EXERCISE TASK: Change "gray vinyl siding" to "white vinyl siding" in everything from the line containing "Point to every instance of the tree silhouette" down to the end of the data, and write those lines out again with nothing else altered.

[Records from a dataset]
◇ ◇ ◇

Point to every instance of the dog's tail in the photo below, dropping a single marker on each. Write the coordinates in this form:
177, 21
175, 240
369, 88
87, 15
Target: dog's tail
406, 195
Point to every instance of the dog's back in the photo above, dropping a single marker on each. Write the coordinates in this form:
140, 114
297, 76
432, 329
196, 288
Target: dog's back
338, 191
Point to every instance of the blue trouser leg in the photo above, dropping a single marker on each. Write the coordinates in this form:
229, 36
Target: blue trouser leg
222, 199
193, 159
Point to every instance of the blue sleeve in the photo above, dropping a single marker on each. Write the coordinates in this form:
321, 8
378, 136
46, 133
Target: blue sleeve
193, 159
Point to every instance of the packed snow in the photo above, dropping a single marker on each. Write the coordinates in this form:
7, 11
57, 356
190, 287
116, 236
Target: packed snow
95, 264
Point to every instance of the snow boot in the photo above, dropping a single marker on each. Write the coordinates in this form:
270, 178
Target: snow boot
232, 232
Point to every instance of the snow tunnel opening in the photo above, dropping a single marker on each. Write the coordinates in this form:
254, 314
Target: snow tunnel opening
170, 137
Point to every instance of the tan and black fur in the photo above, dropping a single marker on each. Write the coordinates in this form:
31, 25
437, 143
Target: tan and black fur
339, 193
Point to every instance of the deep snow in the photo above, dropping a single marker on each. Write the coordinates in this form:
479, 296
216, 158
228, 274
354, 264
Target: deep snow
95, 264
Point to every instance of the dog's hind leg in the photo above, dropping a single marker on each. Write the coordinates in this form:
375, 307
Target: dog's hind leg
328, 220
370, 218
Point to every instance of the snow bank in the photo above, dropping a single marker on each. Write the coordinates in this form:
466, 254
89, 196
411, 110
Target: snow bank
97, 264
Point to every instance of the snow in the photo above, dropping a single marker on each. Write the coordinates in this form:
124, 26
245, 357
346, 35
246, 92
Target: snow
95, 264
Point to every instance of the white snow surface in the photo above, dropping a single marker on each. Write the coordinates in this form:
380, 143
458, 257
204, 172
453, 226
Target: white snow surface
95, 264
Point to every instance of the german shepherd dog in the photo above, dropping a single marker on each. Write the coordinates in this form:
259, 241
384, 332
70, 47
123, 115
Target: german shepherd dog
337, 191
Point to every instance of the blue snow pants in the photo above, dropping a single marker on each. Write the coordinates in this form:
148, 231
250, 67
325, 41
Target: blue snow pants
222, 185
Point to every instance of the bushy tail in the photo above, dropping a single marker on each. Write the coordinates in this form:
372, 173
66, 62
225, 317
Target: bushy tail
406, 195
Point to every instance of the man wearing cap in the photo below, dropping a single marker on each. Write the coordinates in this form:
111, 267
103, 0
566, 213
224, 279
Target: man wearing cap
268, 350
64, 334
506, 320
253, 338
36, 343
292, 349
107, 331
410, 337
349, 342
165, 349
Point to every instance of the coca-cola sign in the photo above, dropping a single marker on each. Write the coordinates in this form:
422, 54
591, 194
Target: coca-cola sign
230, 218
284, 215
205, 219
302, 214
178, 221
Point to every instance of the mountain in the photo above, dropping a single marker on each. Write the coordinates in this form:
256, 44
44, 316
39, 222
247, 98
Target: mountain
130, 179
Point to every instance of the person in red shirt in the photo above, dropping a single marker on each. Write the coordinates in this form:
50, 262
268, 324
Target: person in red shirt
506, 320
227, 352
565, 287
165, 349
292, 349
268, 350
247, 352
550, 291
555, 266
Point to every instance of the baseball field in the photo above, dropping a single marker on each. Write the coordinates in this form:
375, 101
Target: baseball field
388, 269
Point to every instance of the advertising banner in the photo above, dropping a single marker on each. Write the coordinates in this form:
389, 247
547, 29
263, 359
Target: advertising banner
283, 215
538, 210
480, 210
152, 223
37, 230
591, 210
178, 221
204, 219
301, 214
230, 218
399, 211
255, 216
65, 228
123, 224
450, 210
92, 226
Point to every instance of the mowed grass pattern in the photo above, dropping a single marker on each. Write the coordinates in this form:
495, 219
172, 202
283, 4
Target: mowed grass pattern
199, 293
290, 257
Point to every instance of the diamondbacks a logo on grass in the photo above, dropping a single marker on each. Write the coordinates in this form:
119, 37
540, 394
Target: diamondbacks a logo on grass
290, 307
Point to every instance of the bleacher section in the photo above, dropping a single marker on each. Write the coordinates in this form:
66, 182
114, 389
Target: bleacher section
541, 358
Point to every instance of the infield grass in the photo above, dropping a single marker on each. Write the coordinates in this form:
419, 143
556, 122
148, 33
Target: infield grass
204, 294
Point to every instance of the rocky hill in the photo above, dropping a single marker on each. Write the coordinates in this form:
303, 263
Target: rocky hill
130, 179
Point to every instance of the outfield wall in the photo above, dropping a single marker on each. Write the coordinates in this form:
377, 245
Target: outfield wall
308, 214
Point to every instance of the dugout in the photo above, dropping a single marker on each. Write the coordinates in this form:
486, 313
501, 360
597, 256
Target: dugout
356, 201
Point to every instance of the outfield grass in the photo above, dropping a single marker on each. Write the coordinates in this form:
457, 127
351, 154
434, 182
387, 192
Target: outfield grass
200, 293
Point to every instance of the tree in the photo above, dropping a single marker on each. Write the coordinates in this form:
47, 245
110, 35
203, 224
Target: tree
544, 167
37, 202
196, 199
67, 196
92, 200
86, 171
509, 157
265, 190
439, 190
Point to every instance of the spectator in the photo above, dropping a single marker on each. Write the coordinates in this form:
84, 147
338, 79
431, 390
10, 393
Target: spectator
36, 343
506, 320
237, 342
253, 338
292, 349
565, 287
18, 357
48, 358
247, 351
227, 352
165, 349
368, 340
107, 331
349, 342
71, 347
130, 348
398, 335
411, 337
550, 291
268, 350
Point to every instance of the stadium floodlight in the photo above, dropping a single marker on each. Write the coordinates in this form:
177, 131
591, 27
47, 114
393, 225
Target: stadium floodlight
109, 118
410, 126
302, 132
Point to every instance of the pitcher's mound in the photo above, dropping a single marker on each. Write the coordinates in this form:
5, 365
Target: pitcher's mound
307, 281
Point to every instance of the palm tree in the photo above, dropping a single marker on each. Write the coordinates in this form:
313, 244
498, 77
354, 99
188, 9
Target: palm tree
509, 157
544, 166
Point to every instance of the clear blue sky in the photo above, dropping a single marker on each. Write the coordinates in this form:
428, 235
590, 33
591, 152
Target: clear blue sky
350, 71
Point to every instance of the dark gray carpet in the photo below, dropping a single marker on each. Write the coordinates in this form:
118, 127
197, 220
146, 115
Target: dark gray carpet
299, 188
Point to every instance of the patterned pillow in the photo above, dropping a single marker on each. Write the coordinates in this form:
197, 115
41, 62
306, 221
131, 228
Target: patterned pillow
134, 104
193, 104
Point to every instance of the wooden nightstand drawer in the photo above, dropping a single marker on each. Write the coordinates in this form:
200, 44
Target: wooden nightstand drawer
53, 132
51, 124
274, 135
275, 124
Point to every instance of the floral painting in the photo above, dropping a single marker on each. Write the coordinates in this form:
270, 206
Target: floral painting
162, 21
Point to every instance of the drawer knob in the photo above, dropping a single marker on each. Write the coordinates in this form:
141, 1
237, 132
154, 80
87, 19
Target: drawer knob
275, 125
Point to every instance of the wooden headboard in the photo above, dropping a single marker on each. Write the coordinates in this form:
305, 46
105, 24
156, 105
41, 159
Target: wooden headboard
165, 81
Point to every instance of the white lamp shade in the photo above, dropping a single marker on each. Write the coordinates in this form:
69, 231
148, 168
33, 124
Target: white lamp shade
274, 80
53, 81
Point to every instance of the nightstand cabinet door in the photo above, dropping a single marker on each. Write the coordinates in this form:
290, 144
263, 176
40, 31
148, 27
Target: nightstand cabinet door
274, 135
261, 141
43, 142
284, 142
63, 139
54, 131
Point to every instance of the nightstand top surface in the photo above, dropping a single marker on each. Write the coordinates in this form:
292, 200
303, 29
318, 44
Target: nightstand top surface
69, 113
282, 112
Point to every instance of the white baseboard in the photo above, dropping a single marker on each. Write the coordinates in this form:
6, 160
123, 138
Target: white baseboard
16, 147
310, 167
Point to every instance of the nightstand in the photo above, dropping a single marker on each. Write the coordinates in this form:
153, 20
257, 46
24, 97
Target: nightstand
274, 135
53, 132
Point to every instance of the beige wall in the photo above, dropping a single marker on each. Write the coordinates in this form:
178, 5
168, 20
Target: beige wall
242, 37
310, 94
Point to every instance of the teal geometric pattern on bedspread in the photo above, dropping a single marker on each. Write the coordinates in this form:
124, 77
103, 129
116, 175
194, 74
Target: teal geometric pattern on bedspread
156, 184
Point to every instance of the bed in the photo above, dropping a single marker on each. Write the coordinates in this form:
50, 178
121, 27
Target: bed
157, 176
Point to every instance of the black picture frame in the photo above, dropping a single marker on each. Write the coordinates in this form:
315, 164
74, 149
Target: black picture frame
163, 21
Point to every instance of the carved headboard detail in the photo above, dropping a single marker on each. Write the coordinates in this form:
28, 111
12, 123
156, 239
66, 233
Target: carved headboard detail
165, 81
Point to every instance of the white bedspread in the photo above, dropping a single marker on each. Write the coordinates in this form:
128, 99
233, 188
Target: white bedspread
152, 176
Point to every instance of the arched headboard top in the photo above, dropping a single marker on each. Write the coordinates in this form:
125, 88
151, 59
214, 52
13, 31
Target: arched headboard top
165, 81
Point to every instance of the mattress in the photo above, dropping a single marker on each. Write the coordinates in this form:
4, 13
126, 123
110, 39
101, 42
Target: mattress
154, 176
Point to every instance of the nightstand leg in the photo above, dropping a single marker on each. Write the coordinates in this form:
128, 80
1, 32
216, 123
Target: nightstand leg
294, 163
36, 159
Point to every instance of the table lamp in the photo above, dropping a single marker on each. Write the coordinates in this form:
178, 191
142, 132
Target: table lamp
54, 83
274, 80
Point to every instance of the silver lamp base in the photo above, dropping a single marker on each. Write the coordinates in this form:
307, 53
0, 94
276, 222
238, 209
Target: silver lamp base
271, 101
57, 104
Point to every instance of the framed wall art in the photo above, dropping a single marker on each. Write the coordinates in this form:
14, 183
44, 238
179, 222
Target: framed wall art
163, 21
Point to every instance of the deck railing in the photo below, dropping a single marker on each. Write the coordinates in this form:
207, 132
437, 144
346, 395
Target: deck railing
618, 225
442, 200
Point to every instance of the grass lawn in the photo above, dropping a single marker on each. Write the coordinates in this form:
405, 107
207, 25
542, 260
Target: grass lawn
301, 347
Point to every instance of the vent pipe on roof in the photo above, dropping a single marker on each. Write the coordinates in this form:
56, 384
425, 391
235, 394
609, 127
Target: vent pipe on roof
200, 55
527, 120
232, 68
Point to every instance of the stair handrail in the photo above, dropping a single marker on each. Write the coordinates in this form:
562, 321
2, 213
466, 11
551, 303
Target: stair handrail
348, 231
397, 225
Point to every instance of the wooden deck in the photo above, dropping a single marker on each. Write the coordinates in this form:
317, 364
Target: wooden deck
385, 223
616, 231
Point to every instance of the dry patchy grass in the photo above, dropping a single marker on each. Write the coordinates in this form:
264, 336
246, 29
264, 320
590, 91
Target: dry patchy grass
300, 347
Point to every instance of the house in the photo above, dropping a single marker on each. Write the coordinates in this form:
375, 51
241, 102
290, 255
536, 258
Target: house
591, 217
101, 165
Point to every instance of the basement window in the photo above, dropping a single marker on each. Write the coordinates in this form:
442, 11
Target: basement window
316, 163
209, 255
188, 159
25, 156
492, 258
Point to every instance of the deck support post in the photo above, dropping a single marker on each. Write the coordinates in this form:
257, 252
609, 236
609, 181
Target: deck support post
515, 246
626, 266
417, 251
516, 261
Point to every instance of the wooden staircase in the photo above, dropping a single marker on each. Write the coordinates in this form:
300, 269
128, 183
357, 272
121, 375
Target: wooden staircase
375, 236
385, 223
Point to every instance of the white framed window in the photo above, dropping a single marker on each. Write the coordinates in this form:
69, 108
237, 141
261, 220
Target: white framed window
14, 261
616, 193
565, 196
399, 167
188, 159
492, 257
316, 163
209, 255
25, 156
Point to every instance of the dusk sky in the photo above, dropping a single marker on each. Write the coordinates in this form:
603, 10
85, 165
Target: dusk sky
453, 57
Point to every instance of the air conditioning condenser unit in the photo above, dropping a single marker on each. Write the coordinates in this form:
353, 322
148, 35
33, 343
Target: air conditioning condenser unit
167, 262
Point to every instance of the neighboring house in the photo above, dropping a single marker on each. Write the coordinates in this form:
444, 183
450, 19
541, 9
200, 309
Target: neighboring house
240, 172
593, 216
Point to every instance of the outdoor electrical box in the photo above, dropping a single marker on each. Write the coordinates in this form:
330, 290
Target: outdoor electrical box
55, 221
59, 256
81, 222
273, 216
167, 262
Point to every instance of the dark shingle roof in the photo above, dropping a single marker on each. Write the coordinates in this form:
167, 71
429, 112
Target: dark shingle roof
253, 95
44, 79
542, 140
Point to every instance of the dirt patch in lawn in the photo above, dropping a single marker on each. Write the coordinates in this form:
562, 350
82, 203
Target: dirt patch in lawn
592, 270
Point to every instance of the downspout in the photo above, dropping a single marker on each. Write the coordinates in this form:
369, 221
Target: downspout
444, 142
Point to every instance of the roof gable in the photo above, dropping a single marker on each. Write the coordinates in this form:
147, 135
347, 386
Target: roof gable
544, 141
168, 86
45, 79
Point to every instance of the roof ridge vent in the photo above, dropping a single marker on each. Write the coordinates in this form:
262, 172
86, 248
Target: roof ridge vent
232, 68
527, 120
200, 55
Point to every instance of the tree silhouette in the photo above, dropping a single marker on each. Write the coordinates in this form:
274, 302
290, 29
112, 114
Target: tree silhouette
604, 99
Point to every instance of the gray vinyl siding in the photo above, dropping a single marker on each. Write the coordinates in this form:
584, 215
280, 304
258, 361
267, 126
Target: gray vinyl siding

◇ ◇ ◇

WRITTEN SOLUTION:
Point to every instance of the tree silhouette in the photo above, dropping a single marker on each. Write the coordinates in this form:
274, 302
290, 29
112, 114
Target: tree silhouette
604, 99
Point to every instance of the white vinyl siding in the photo above, dropping a single marker on each. Write the coordinates in this form:
584, 215
280, 304
258, 361
267, 126
Target: white vinyl siding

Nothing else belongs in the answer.